Stored items
— start —

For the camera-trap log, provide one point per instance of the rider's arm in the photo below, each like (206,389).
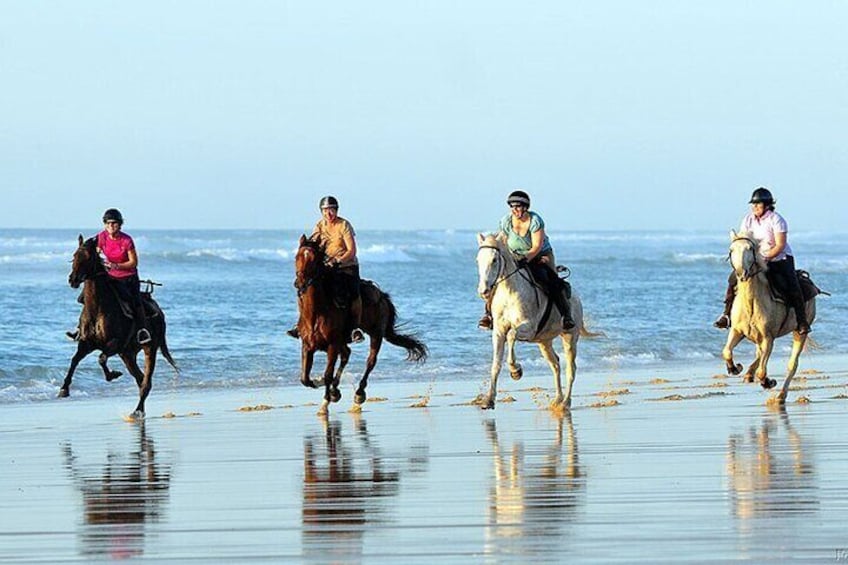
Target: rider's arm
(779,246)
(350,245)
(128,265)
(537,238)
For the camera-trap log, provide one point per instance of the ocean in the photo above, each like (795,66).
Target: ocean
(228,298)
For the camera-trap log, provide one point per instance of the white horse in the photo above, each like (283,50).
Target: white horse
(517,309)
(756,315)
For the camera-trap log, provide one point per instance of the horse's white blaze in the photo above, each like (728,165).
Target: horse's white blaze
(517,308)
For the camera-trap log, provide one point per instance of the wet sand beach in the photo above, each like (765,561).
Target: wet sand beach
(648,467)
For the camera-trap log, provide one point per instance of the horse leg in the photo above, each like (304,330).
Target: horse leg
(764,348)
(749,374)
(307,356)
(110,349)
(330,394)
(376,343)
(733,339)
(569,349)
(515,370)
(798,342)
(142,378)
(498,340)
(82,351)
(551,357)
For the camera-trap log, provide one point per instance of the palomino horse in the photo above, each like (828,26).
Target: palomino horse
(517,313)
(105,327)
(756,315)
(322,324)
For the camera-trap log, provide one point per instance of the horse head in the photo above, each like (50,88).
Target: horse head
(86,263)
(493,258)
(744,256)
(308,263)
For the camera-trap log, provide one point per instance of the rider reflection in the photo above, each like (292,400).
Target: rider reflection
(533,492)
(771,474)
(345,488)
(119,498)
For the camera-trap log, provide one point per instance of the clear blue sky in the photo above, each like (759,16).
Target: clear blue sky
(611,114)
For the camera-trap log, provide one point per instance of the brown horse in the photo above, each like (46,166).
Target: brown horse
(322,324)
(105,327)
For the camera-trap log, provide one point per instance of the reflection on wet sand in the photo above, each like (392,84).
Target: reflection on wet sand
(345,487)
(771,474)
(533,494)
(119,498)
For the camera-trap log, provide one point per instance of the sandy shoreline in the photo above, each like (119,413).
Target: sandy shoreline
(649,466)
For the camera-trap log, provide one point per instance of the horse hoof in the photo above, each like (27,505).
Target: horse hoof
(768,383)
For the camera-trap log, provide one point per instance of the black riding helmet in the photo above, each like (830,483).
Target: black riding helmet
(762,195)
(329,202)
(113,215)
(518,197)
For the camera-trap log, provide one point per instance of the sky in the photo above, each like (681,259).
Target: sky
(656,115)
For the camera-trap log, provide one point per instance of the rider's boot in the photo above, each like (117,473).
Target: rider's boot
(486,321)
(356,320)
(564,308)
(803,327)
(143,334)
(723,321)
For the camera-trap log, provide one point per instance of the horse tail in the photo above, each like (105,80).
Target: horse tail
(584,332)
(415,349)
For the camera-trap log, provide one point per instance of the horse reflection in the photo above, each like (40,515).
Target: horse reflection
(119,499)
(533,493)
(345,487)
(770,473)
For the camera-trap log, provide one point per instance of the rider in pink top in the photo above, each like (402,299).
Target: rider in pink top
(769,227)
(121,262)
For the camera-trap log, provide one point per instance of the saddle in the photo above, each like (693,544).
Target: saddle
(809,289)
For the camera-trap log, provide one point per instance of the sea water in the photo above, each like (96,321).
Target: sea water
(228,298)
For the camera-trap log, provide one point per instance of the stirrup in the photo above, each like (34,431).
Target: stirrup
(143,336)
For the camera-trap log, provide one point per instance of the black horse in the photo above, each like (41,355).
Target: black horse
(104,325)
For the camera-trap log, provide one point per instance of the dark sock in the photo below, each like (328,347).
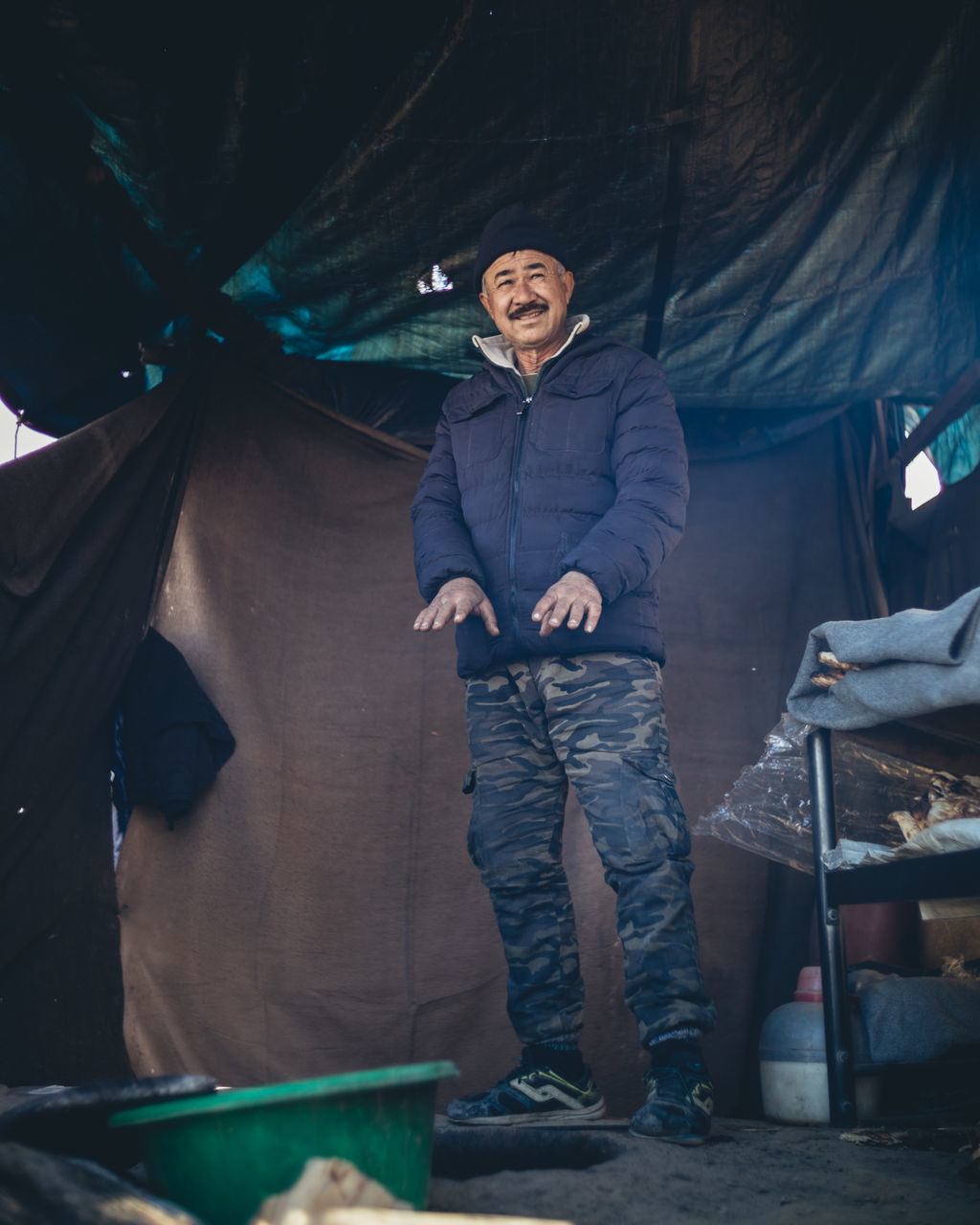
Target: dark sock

— end —

■ SET TASK:
Output every line of the material above as a JSON list of strings, one string per line, skipping blank lines. Leave out the pictures.

■ COMPLETED EXERCISE:
[
  "For the camera-trap log, provide one point per instance of the rider's arm in the photo below, each like (206,389).",
  "Target: rider's arm",
  "(779,246)",
  "(350,245)",
  "(128,265)",
  "(537,238)",
  "For the camera-trap log, provide one point per instance of the ocean in the photo above, each like (795,66).",
  "Target: ocean",
  "(228,298)",
  "For the camera-trap log, provide one point per instance of the white horse in the photo above, each like (283,50).",
  "Target: white horse",
  "(517,309)",
  "(756,315)",
  "For the camera-trap log, provide one point per instance of the horse's white blaze in the photo above, each like (728,165).",
  "Target: horse's white blaze",
  "(517,308)",
  "For the camera-trap log, provide one point per instance of the wet sand beach in the photo above, each like (765,561).",
  "Target: wet sand beach",
  "(648,467)",
  "For the camera-trap log, provide one point per instance of the horse leg in the photo above, each like (304,330).",
  "Target: horse leg",
  "(764,348)",
  "(749,374)",
  "(307,356)",
  "(110,349)",
  "(330,394)",
  "(376,343)",
  "(733,339)",
  "(569,349)",
  "(515,370)",
  "(798,342)",
  "(142,378)",
  "(498,340)",
  "(82,351)",
  "(551,357)",
  "For the camera-trap log, provide one point per instance of the palomino horse in the photo above, each like (828,26).",
  "Target: palomino horse",
  "(517,313)",
  "(105,327)",
  "(756,315)",
  "(322,324)",
  "For the camera-trap log, provide one point per instance of the horse head in the photo above, each like (50,88).",
  "Target: horse head",
  "(86,263)",
  "(493,258)",
  "(744,256)",
  "(308,263)",
  "For the camera-trap log, provide one point per instance of the rider reflection in the photo above, each like (292,400).",
  "Target: rider reflection",
  "(533,492)",
  "(771,474)",
  "(345,488)",
  "(119,498)",
  "For the camera-trap log, provide one point per instance of the clear blue sky in the photo above, each like (759,16).",
  "Target: clear blue sky",
  "(611,114)",
  "For the camera-trap log, provide one point per instance of the brown horse in the photo above, each like (46,166).",
  "Target: brown horse",
  "(322,324)",
  "(105,327)",
  "For the camera-trap log, provide one point per instance of the reflection on wet sand in the photo above, each like (392,84).",
  "Target: reflection on wet sand",
  "(345,487)",
  "(771,474)",
  "(533,494)",
  "(119,498)",
  "For the camera-trap log, provide one point per instance of the sandy shoreline in the photo above, each like (119,413).",
  "Target: sandy shoreline",
  "(649,466)",
  "For the camera-trap log, provide one point per instance of the horse hoof in the photo above, each like (27,505).",
  "Target: horse hoof",
  "(768,383)",
  "For the camera-trap log, provide one point per instance of the black riding helmet in the photo above, each like (830,483).",
  "Target: black riding helmet",
  "(762,195)",
  "(329,202)",
  "(113,215)",
  "(518,197)",
  "For the camera-trap log, provide one point per instance of the sky in the photo above, each like (681,259).",
  "Target: sky",
  "(656,115)",
  "For the camera-trap log, provide one point per instance of the rider's boot in the photo above, each like (117,473).",
  "Target: rider's boot",
  "(486,321)",
  "(356,320)",
  "(564,308)",
  "(803,327)",
  "(143,334)",
  "(723,321)",
  "For the camera-trap log, provide one point per instance of the horse tail in the photo above, each like (105,80).",
  "Target: horse tail",
  "(584,332)",
  "(415,349)",
  "For the camera-trap log, provide one point per instance of the horse reflection in the photo above, each like (40,515).",
  "Target: horse reflection",
  "(119,499)",
  "(533,493)",
  "(345,487)",
  "(770,473)",
  "For the camera-trap log, provide one point per instance of the rider in pink top in the photo above, each like (402,299).",
  "Target: rider in pink top",
  "(769,227)",
  "(121,262)",
  "For the camera-trap log, provide one point per instance of the saddle in the photo above, each like (693,544).",
  "Target: saddle",
  "(809,289)",
  "For the camera-trap log, provide one point per instance of the sea water in the photo above, each like (96,321).",
  "Target: sea water",
  "(228,298)",
  "For the camera-trap log, provide one point per instance of the stirrup in the photo above, each like (34,431).",
  "Target: stirrup",
  "(143,336)",
  "For the camera-trap log, provide one point per instance of the black horse in the photo above, each like (41,355).",
  "Target: black horse",
  "(104,325)",
  "For the camera-trap log, provide one point per instance of the dark sock in the photo below, each like (328,347).",
  "Target: dark sock"
]